#### TASK TO COMPLETE:
In the data that follows, every line containing the word "below" should be returned.

╭─ RECORDS SHOWN

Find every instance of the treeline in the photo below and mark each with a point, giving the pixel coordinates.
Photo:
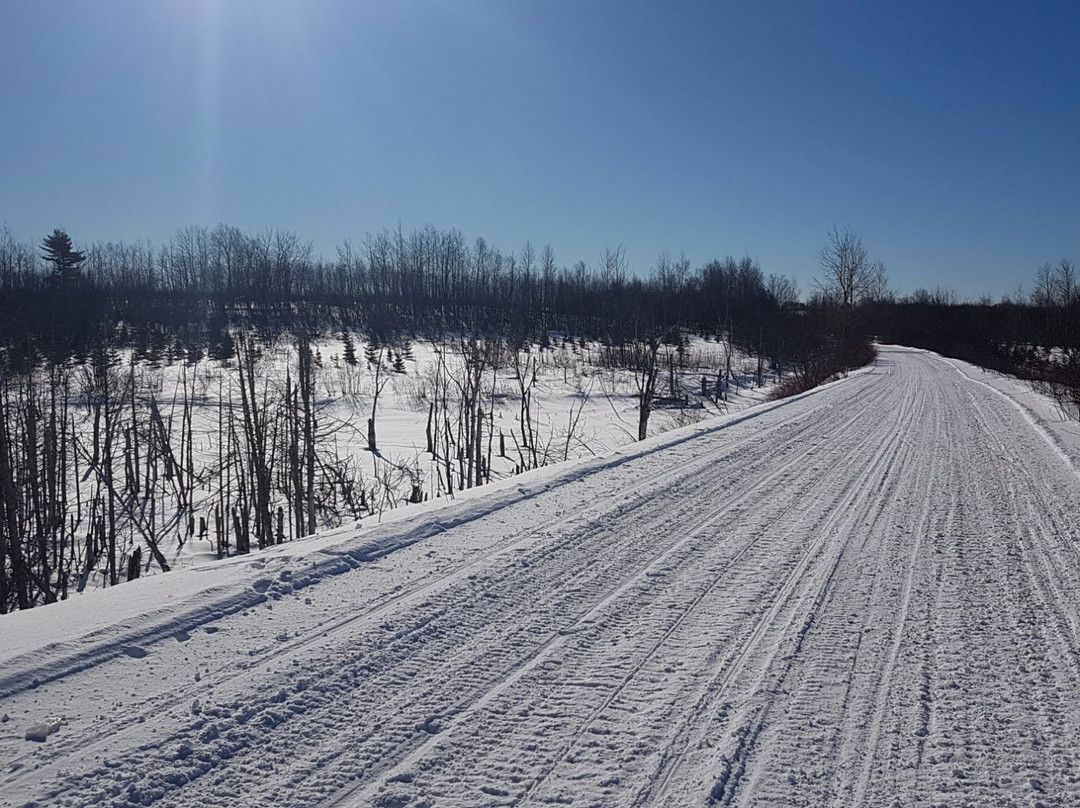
(202, 283)
(1034, 336)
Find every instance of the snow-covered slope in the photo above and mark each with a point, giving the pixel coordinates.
(866, 595)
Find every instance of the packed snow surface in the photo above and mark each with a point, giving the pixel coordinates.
(867, 595)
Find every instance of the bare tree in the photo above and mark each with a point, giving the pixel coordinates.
(847, 274)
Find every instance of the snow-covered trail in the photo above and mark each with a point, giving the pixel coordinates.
(864, 596)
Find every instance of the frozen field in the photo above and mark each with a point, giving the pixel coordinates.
(867, 595)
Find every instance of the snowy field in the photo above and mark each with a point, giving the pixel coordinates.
(866, 595)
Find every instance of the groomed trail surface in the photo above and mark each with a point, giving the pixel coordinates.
(864, 596)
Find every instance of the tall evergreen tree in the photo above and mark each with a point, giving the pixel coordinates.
(64, 257)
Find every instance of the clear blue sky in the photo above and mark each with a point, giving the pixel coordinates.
(946, 134)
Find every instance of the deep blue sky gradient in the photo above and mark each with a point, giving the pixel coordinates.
(944, 133)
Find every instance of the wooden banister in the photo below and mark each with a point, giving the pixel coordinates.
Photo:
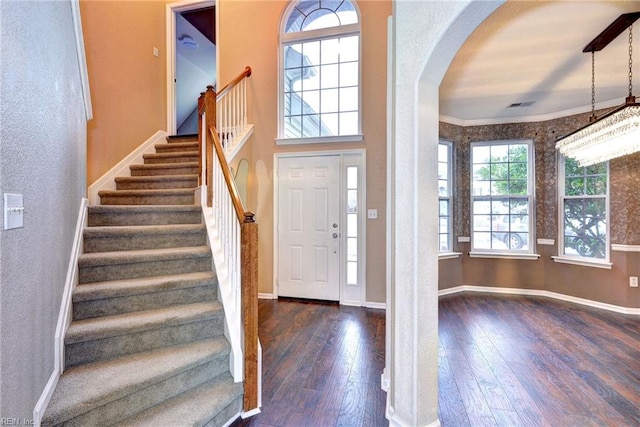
(245, 73)
(212, 147)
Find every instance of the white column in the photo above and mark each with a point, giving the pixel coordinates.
(425, 37)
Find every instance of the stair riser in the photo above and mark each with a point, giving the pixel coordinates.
(102, 273)
(147, 301)
(187, 170)
(127, 406)
(141, 241)
(169, 159)
(112, 347)
(175, 148)
(143, 218)
(157, 185)
(176, 199)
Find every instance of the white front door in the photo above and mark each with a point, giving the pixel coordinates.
(309, 227)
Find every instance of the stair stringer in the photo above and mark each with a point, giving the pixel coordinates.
(228, 295)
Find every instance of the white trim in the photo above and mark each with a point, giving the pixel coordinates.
(547, 242)
(625, 248)
(65, 314)
(376, 305)
(82, 58)
(262, 295)
(585, 262)
(505, 255)
(319, 139)
(107, 181)
(170, 26)
(531, 119)
(449, 255)
(542, 293)
(362, 227)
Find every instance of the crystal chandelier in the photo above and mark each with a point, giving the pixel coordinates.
(617, 133)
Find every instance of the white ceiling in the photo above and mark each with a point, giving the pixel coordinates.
(531, 51)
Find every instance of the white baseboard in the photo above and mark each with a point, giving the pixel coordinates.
(262, 295)
(64, 316)
(107, 181)
(377, 305)
(541, 293)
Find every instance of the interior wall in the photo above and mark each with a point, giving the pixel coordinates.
(249, 34)
(602, 285)
(128, 83)
(42, 157)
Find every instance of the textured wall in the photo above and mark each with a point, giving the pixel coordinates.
(609, 286)
(43, 157)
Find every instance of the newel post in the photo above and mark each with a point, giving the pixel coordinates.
(249, 259)
(210, 114)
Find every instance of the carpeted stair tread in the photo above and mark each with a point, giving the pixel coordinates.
(195, 407)
(140, 230)
(142, 255)
(141, 285)
(155, 192)
(174, 146)
(84, 388)
(118, 215)
(171, 157)
(112, 326)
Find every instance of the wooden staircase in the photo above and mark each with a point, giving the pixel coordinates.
(146, 345)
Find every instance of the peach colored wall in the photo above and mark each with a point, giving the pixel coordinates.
(128, 83)
(248, 35)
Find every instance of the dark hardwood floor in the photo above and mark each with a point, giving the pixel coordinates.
(321, 365)
(503, 360)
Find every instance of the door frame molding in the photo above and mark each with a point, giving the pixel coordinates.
(170, 32)
(362, 219)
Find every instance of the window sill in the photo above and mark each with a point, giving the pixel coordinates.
(582, 262)
(505, 255)
(319, 140)
(449, 255)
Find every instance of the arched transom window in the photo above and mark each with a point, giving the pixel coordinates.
(320, 72)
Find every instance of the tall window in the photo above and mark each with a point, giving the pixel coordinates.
(502, 196)
(444, 194)
(320, 70)
(583, 221)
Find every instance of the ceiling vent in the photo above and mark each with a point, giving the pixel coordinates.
(521, 104)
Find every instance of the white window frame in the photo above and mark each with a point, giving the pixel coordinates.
(310, 36)
(448, 198)
(507, 253)
(579, 259)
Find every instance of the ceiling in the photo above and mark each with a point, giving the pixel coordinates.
(531, 52)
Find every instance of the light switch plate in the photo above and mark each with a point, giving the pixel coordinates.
(13, 211)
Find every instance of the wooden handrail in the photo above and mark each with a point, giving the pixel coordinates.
(210, 140)
(226, 172)
(245, 73)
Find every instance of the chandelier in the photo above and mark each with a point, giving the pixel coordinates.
(617, 133)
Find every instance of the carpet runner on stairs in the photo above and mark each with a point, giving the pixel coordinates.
(146, 345)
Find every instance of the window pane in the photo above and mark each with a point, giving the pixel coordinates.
(352, 177)
(329, 50)
(352, 201)
(349, 48)
(352, 225)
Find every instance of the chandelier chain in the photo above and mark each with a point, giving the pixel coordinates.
(630, 59)
(593, 83)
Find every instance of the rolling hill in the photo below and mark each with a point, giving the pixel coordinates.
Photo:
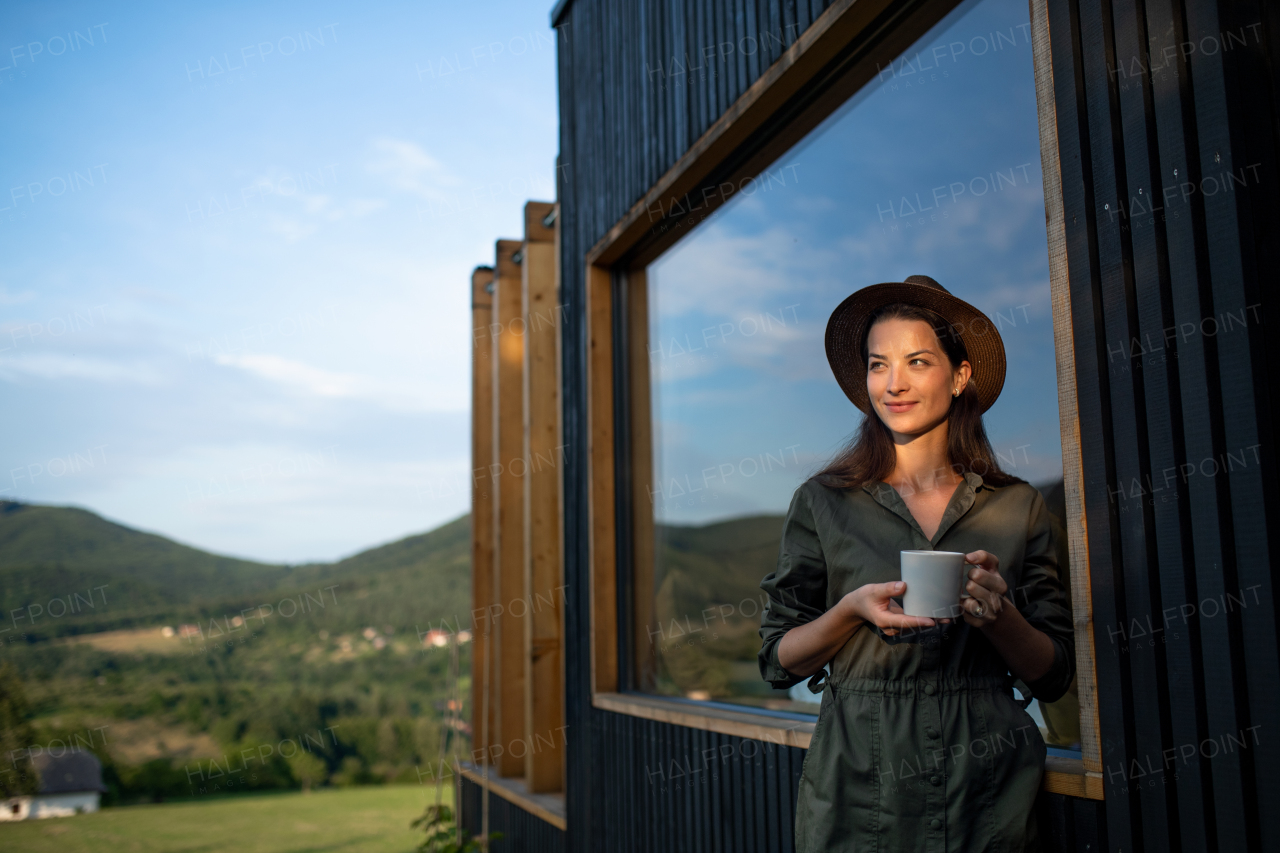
(115, 576)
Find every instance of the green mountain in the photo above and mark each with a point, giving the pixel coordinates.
(68, 570)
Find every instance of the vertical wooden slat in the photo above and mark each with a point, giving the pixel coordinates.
(1069, 413)
(603, 569)
(508, 568)
(481, 498)
(543, 448)
(641, 482)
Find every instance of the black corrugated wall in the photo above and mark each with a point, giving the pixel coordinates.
(1146, 254)
(1168, 132)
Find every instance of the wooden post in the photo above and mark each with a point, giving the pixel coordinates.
(643, 509)
(508, 566)
(481, 500)
(544, 703)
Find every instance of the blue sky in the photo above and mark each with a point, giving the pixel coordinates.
(234, 256)
(933, 169)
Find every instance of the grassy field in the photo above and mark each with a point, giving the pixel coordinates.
(365, 820)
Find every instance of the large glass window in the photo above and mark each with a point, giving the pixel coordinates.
(933, 168)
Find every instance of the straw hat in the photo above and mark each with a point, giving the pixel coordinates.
(848, 327)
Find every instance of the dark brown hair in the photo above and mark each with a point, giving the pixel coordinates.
(871, 455)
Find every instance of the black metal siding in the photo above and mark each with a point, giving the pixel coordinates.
(1141, 114)
(624, 124)
(521, 831)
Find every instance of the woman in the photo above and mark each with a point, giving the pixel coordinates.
(919, 743)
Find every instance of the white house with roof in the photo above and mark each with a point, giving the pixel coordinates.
(69, 784)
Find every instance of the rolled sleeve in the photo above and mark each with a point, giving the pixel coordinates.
(1043, 600)
(796, 591)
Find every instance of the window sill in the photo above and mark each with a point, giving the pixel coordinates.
(741, 724)
(548, 807)
(1061, 775)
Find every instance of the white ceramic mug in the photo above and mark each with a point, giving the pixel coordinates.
(935, 583)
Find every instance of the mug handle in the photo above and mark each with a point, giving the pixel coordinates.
(963, 593)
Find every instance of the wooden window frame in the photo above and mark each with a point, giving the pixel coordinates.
(827, 64)
(519, 520)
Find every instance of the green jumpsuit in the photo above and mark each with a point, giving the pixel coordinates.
(919, 743)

╰─

#### WRITTEN ANSWER:
Find every instance of the treeline in the photo below and mark each with a point, giving the pixel coordinates.
Find every instance of the wooden banister in the photo below and mark each with a point, giving the pixel coordinates.
Find every instance of the rolling hill in the photo below and mark each with a point, giving the pixel coordinates.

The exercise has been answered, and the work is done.